§ What you need to do: Exactly as written, transcribe the data from its opening line through the line containing "One point rides on each instance of the cliff edge, each". Leave every picture out.

§ Information shown:
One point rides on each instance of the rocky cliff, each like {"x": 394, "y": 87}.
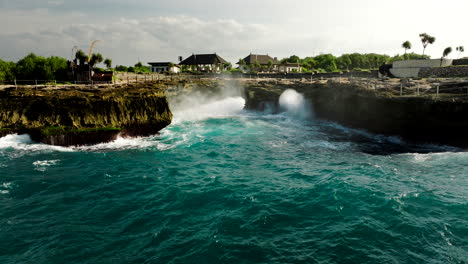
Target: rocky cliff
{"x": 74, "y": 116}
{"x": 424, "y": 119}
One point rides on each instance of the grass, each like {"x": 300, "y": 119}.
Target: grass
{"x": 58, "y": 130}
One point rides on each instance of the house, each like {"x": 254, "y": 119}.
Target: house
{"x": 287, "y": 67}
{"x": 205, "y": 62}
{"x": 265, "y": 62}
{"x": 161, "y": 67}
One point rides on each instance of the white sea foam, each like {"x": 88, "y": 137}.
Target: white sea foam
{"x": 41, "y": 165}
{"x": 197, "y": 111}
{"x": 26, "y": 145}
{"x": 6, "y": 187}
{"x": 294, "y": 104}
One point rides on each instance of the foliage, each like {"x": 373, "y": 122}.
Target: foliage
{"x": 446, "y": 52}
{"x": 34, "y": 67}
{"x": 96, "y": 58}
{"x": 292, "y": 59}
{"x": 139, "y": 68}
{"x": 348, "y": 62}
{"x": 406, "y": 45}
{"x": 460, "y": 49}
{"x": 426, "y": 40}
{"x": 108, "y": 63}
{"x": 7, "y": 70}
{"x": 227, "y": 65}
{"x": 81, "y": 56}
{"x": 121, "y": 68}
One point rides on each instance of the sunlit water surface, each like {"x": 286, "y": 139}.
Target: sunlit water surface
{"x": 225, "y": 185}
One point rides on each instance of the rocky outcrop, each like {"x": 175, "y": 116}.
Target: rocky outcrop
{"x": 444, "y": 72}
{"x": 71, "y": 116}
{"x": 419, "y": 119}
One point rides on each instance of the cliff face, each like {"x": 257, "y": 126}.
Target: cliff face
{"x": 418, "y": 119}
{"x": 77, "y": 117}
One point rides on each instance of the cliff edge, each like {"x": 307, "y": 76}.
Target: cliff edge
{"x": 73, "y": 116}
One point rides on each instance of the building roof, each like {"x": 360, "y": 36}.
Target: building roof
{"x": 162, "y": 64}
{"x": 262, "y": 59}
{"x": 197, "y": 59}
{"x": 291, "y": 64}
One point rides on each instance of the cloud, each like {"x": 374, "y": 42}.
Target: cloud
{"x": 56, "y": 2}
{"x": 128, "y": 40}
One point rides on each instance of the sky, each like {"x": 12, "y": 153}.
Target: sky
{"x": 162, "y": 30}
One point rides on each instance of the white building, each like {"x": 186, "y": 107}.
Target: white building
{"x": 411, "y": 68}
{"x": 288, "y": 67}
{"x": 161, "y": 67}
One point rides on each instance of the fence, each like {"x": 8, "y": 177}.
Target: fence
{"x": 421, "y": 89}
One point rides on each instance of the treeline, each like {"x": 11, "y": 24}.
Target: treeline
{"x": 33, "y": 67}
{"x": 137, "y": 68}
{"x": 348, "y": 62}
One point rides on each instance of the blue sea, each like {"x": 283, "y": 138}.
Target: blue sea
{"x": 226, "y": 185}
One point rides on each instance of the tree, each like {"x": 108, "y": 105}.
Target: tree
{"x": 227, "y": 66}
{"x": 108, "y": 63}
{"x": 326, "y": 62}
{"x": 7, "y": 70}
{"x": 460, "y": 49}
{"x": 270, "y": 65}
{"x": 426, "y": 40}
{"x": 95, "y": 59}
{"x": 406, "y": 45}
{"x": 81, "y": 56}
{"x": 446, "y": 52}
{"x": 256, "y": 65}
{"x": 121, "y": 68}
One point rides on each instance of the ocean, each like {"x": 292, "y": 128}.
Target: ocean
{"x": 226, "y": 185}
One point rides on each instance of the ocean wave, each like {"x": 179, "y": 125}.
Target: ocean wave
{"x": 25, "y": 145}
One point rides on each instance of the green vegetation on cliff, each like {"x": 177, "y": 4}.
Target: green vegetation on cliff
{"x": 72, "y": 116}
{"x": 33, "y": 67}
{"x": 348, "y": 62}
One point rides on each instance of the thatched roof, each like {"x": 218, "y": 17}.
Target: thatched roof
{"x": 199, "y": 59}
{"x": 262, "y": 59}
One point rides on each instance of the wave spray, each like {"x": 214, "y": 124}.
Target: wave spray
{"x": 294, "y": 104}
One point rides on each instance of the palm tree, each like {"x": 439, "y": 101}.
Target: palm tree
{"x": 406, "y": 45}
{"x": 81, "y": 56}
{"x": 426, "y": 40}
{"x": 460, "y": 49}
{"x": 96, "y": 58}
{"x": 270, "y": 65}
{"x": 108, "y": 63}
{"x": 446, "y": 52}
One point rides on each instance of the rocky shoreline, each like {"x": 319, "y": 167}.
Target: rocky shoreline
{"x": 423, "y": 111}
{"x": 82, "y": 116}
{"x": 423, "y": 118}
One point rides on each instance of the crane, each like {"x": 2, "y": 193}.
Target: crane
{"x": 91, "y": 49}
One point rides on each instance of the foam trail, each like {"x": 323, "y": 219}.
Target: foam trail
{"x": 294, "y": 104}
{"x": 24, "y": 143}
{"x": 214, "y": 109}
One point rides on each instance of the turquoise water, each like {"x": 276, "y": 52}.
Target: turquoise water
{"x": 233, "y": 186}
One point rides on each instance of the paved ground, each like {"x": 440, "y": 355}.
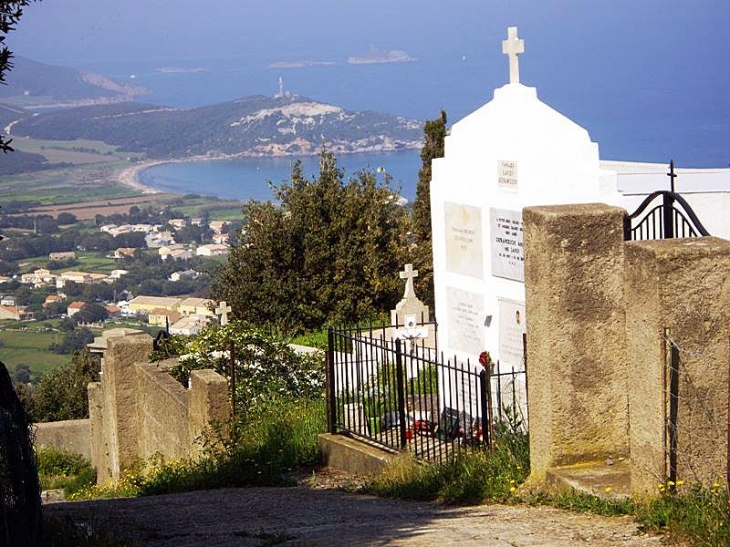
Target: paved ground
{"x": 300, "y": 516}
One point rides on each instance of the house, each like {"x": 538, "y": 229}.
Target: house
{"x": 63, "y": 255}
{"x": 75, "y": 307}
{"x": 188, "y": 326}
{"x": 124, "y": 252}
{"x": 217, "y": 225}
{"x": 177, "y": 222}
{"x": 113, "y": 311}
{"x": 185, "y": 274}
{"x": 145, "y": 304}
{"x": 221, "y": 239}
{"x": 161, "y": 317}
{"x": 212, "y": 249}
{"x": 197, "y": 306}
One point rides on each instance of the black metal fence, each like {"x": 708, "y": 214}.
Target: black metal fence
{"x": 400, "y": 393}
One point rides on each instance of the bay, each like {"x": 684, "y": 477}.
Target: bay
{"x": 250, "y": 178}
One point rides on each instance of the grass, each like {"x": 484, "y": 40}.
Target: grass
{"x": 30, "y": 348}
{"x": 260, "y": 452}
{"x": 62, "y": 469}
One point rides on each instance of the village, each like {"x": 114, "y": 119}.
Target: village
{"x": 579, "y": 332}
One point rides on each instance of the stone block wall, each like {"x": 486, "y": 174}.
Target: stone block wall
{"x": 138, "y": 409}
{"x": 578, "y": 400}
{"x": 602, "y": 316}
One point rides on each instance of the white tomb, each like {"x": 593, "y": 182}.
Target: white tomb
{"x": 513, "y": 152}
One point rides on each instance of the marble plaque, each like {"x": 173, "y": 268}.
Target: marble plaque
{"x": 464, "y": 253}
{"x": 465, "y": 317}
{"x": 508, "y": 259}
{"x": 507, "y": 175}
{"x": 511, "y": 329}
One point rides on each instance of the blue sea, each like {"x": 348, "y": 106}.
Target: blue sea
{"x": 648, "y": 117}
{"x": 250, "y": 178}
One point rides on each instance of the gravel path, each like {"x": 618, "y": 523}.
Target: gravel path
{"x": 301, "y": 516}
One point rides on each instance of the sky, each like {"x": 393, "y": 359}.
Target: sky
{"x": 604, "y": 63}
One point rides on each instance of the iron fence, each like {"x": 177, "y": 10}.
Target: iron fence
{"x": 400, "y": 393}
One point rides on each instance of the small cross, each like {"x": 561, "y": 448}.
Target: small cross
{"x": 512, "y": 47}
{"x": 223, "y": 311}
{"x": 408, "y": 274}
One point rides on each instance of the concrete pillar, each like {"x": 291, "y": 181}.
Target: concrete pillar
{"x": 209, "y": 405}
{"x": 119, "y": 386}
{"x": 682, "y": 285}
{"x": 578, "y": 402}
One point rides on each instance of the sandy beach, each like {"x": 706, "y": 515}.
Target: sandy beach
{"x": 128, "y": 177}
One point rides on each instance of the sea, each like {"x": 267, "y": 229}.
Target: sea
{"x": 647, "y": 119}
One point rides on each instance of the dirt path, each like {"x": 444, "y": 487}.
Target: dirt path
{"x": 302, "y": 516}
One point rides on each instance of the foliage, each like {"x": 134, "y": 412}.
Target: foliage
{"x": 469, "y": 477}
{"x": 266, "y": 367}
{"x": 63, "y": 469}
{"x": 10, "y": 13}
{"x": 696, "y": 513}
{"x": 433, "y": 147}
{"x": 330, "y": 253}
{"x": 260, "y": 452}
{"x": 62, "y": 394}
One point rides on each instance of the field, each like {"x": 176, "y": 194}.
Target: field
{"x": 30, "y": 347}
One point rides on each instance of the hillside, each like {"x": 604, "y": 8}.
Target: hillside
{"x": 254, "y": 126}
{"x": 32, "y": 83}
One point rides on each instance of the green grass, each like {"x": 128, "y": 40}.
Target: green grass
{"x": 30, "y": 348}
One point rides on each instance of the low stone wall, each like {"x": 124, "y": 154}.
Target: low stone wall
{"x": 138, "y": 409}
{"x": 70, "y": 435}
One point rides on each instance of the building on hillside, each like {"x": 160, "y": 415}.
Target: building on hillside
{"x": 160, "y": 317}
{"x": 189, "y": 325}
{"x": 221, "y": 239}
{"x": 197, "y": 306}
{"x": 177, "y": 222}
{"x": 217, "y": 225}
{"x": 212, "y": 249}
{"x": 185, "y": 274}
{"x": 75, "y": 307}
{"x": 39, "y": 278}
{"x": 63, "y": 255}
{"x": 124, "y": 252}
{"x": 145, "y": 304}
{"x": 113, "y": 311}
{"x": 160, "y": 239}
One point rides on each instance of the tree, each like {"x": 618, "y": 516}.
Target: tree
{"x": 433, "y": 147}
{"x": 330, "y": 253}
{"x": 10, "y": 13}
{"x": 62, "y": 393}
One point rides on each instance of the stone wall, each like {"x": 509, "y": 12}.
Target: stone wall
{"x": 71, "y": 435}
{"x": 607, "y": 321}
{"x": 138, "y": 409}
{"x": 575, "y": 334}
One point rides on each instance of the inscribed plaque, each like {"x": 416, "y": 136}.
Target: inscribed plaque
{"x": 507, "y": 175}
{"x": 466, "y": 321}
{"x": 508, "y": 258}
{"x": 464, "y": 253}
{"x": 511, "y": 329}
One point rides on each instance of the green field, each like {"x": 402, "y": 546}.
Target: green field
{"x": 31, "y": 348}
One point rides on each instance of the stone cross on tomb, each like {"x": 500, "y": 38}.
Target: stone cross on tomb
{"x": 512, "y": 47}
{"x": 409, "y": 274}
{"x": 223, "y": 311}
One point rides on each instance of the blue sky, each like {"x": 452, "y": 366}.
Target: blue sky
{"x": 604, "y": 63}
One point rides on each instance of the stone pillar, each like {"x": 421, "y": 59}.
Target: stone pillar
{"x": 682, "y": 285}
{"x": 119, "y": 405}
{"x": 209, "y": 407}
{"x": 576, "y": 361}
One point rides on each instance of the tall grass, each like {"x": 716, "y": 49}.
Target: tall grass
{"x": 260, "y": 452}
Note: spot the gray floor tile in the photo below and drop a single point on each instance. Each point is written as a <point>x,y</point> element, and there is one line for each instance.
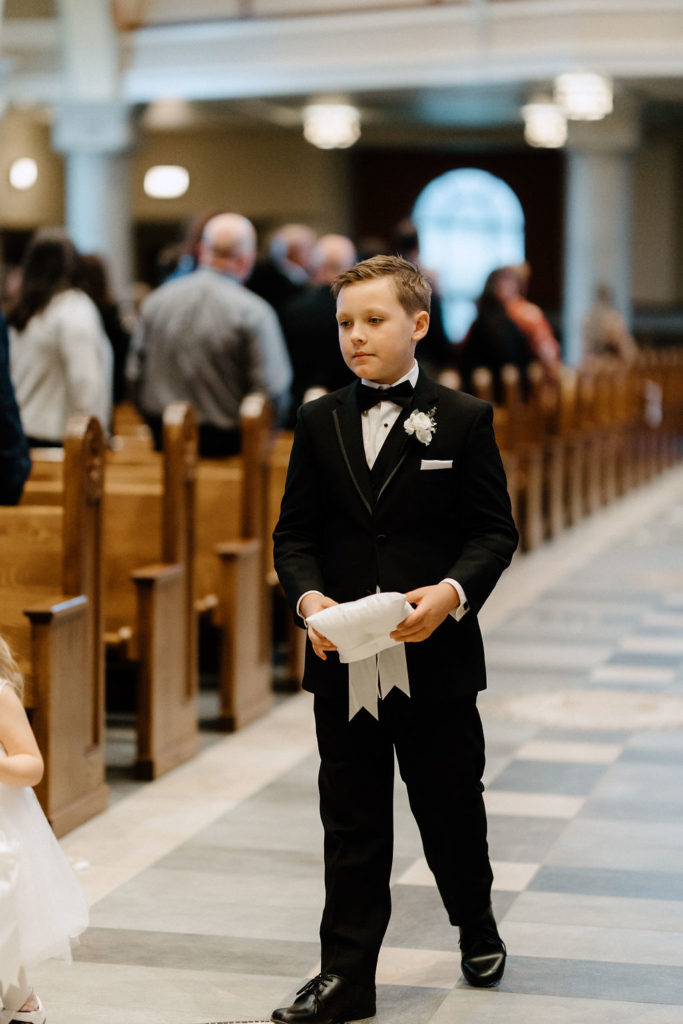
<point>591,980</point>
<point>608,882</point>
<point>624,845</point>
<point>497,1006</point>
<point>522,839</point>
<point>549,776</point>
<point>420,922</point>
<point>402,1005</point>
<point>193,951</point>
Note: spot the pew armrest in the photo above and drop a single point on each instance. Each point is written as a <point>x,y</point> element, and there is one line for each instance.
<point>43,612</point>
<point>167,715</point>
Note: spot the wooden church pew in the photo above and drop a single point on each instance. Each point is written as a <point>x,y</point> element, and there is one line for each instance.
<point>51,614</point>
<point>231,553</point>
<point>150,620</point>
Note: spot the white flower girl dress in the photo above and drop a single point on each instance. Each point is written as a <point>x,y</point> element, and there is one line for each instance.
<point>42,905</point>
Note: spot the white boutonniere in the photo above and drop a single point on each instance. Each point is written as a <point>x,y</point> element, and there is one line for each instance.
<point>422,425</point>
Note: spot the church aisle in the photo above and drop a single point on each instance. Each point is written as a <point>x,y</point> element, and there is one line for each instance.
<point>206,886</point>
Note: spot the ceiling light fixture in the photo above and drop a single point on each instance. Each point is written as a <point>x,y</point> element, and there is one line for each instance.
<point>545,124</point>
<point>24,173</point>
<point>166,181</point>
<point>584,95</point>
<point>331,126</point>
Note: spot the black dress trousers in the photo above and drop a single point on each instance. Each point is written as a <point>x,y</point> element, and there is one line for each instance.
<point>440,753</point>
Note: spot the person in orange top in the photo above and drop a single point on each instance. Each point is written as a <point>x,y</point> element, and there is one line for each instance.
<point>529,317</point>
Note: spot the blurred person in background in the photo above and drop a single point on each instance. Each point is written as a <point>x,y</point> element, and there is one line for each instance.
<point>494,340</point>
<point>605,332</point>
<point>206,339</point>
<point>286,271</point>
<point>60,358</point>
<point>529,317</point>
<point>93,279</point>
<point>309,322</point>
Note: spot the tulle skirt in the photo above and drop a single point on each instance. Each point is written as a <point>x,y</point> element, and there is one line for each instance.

§ Answer box:
One point rides on each instance of the rocky cliff, each like {"x": 394, "y": 87}.
Target: rocky cliff
{"x": 74, "y": 116}
{"x": 424, "y": 119}
One point rides on each instance of the grass, each like {"x": 300, "y": 119}.
Target: grass
{"x": 58, "y": 130}
One point rides on each instance of the house, each like {"x": 254, "y": 119}.
Target: house
{"x": 287, "y": 67}
{"x": 205, "y": 62}
{"x": 265, "y": 62}
{"x": 161, "y": 67}
One point rides on each instance of the white sea foam, each like {"x": 88, "y": 137}.
Target: white sea foam
{"x": 41, "y": 165}
{"x": 197, "y": 111}
{"x": 26, "y": 145}
{"x": 6, "y": 187}
{"x": 294, "y": 104}
One point rides on each instance of the foliage, each like {"x": 373, "y": 122}.
Target: foliage
{"x": 446, "y": 52}
{"x": 34, "y": 67}
{"x": 96, "y": 58}
{"x": 292, "y": 59}
{"x": 139, "y": 68}
{"x": 348, "y": 62}
{"x": 406, "y": 45}
{"x": 460, "y": 49}
{"x": 426, "y": 40}
{"x": 108, "y": 63}
{"x": 7, "y": 70}
{"x": 227, "y": 65}
{"x": 81, "y": 56}
{"x": 121, "y": 68}
One point rides on each instance of the sunlit water surface, each like {"x": 286, "y": 139}.
Target: sunlit water surface
{"x": 225, "y": 185}
One point rides on each instance of the rocky outcrop, each like {"x": 175, "y": 116}.
Target: rocky outcrop
{"x": 444, "y": 72}
{"x": 71, "y": 116}
{"x": 419, "y": 119}
One point rides on each instance of the cliff face, each like {"x": 257, "y": 126}.
Target: cliff face
{"x": 418, "y": 119}
{"x": 77, "y": 117}
One point rides on each instance of the cliff edge, each like {"x": 307, "y": 76}.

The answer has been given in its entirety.